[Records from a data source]
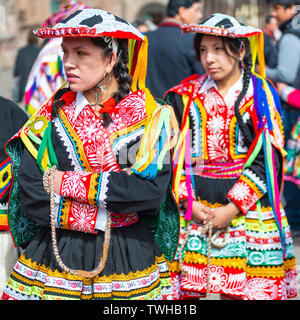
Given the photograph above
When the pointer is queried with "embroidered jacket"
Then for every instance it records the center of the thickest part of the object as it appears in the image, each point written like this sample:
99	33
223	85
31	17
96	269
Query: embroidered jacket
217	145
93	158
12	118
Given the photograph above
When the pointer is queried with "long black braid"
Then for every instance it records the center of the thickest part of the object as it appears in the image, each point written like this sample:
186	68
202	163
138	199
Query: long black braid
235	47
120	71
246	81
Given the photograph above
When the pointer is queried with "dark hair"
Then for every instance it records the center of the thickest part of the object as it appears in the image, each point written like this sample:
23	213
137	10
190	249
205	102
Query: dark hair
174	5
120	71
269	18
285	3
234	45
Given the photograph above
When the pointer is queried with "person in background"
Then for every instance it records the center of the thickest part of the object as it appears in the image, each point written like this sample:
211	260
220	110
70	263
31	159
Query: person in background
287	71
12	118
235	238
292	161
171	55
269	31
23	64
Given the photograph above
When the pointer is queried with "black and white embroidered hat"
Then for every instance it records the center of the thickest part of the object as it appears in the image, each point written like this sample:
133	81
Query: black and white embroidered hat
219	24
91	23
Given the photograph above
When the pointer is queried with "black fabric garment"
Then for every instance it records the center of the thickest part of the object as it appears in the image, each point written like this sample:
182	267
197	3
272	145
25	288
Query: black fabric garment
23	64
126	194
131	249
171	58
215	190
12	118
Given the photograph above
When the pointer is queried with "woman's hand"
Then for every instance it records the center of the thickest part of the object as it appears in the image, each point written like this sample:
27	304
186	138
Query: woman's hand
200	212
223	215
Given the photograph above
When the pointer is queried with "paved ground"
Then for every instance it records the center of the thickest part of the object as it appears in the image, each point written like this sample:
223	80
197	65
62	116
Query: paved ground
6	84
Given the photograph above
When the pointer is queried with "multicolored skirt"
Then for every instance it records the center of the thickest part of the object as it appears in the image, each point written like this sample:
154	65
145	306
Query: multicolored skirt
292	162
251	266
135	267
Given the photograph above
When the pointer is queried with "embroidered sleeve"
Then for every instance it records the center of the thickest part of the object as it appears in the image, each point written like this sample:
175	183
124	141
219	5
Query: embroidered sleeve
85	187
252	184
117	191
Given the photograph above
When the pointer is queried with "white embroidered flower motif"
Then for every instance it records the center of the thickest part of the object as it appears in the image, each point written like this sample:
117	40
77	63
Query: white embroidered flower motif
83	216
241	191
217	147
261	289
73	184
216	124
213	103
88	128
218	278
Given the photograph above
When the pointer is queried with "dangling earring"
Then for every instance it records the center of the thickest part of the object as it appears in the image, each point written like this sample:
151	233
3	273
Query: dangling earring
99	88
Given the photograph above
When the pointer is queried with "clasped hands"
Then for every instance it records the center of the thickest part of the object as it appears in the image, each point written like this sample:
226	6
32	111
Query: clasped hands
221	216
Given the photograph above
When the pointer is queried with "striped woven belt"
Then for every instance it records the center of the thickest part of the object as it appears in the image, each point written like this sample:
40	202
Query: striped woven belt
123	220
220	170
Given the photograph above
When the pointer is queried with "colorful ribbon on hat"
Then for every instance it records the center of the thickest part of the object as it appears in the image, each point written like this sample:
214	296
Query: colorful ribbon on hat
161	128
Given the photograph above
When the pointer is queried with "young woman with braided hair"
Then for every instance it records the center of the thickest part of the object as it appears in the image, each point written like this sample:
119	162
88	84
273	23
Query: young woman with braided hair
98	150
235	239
==
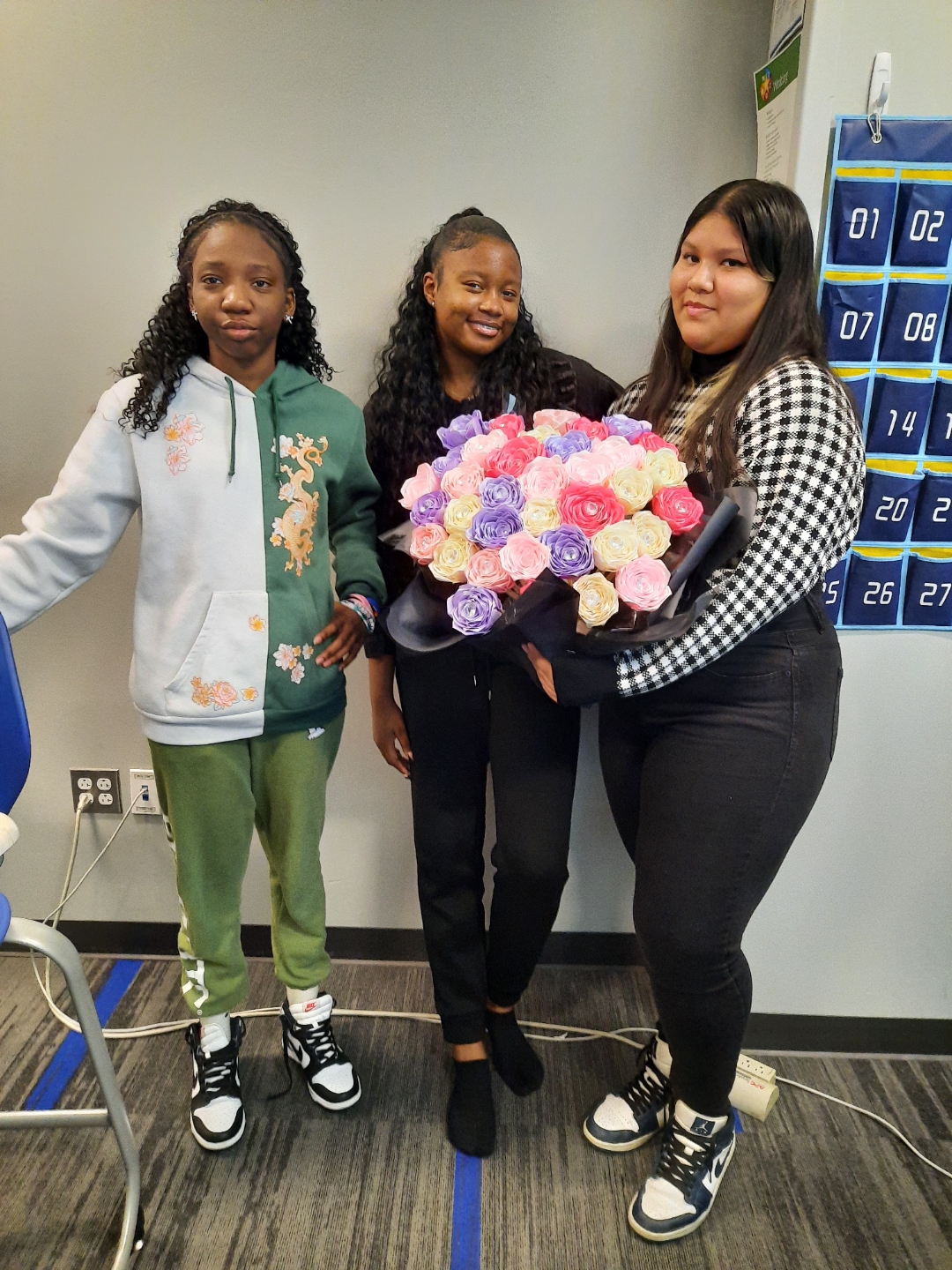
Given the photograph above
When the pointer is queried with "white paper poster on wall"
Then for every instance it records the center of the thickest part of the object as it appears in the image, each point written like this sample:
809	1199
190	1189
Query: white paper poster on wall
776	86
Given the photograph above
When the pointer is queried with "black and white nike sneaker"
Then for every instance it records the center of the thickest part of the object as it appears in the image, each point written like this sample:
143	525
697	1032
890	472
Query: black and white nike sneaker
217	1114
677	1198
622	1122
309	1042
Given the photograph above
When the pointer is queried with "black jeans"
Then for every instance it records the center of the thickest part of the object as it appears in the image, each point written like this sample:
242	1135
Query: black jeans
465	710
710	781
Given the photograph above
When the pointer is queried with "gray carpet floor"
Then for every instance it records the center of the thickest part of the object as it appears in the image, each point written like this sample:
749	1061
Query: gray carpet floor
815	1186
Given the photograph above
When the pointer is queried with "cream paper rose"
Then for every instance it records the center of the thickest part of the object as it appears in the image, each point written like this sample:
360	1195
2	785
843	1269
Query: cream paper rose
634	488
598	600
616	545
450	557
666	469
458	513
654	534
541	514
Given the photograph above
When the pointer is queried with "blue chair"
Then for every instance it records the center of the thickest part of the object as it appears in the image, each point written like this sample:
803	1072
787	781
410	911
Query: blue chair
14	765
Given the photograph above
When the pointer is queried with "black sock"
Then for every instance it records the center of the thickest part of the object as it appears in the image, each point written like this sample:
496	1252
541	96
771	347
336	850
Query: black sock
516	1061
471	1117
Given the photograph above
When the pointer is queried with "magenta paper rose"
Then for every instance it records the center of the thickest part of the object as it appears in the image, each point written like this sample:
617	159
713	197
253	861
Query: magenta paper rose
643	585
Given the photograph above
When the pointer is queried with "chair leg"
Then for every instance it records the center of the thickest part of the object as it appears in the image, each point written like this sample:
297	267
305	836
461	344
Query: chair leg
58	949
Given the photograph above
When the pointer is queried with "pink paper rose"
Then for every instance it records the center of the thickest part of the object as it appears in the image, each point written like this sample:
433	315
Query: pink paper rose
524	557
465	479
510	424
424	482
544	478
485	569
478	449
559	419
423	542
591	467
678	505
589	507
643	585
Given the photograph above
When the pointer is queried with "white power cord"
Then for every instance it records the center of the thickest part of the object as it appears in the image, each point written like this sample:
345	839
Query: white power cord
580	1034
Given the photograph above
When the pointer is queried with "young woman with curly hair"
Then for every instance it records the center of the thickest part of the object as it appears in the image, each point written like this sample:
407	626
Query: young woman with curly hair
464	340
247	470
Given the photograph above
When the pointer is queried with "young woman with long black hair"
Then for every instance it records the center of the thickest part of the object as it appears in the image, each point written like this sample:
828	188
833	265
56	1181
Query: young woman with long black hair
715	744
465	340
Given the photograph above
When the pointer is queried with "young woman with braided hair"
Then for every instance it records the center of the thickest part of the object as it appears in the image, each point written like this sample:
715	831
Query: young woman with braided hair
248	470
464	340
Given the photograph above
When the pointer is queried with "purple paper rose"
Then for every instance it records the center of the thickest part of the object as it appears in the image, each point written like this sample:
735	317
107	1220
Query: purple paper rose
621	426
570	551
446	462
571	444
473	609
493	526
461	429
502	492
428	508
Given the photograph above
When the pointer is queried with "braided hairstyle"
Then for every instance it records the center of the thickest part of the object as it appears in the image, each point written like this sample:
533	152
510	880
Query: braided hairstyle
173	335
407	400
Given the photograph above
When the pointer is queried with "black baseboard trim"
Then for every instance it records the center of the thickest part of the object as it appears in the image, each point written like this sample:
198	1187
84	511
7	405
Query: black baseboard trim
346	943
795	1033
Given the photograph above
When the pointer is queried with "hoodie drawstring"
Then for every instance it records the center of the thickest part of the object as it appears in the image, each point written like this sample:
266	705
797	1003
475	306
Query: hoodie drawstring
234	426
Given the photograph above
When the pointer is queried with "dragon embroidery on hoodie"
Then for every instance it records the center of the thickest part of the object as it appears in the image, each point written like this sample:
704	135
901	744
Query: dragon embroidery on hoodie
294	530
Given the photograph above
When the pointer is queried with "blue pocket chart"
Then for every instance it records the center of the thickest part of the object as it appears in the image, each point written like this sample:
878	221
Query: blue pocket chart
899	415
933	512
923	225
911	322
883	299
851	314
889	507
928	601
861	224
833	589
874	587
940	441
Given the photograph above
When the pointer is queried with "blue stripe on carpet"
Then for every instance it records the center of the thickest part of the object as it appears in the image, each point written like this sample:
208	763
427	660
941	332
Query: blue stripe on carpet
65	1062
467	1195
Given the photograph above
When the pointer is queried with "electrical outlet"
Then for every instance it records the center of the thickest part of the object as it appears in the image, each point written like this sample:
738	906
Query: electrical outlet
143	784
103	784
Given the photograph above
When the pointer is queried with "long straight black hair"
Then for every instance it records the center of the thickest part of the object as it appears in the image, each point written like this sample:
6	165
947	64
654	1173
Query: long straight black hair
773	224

:: Your goal ::
Extract every line in the records that contains the string "chart", reproducing each line in full.

:: Solution for this exercise ::
When the pointer is queried with "blue pocket chart"
Query: blue pocket chart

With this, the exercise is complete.